## EINTRÄGE DES DATENSATZES
——————————

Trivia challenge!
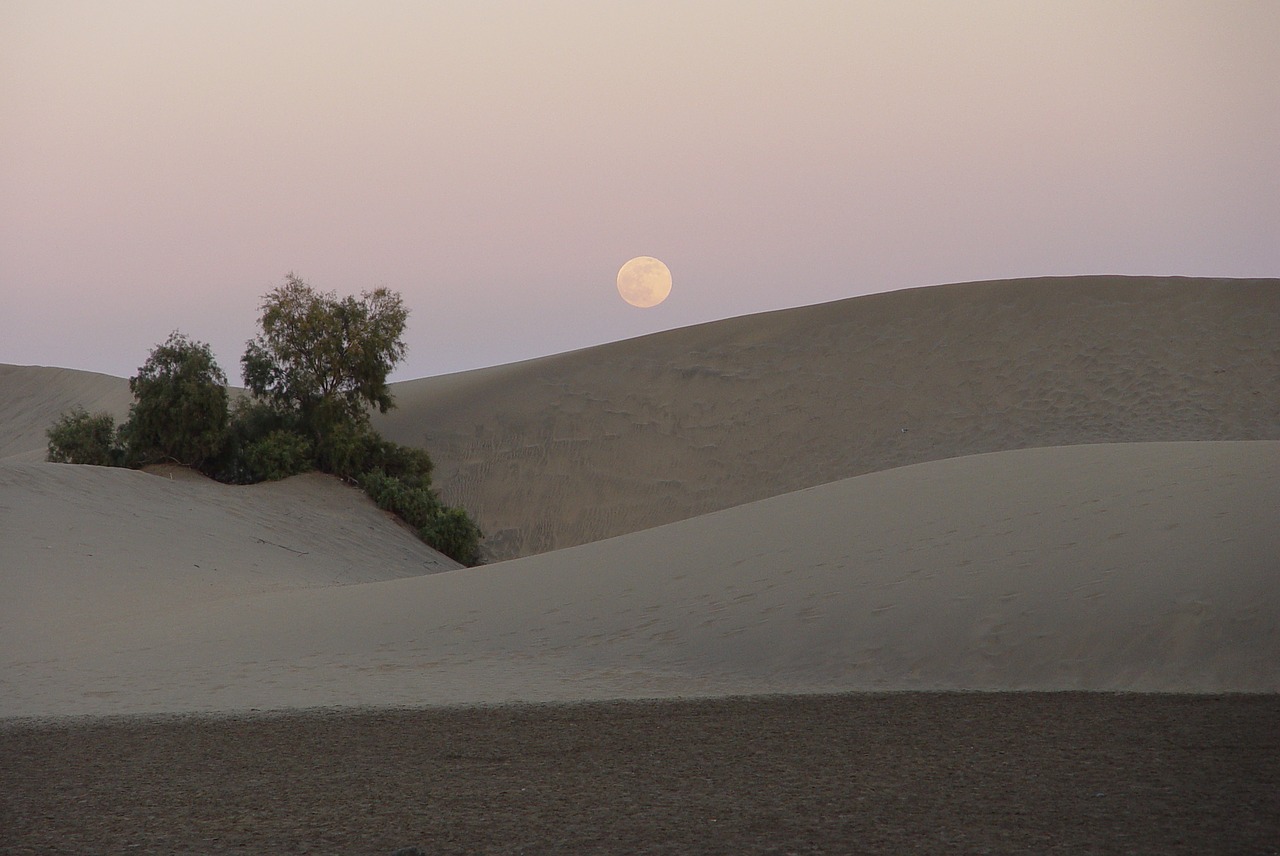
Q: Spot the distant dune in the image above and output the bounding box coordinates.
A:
[0,365,133,461]
[378,269,1280,558]
[0,278,1280,717]
[0,441,1280,715]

——————————

## WAS ERWARTET WIRD
Kopiere alle Einträge oben Zeile für Zeile ohne jede Änderung, lass dabei aber die Bilder weg.

## VOLLSTÄNDIGE AUSGABE
Trivia challenge!
Q: Spot the distant dune in the image above and output the bounding box coordinates.
A:
[0,365,133,461]
[378,269,1280,558]
[0,278,1280,717]
[0,441,1280,715]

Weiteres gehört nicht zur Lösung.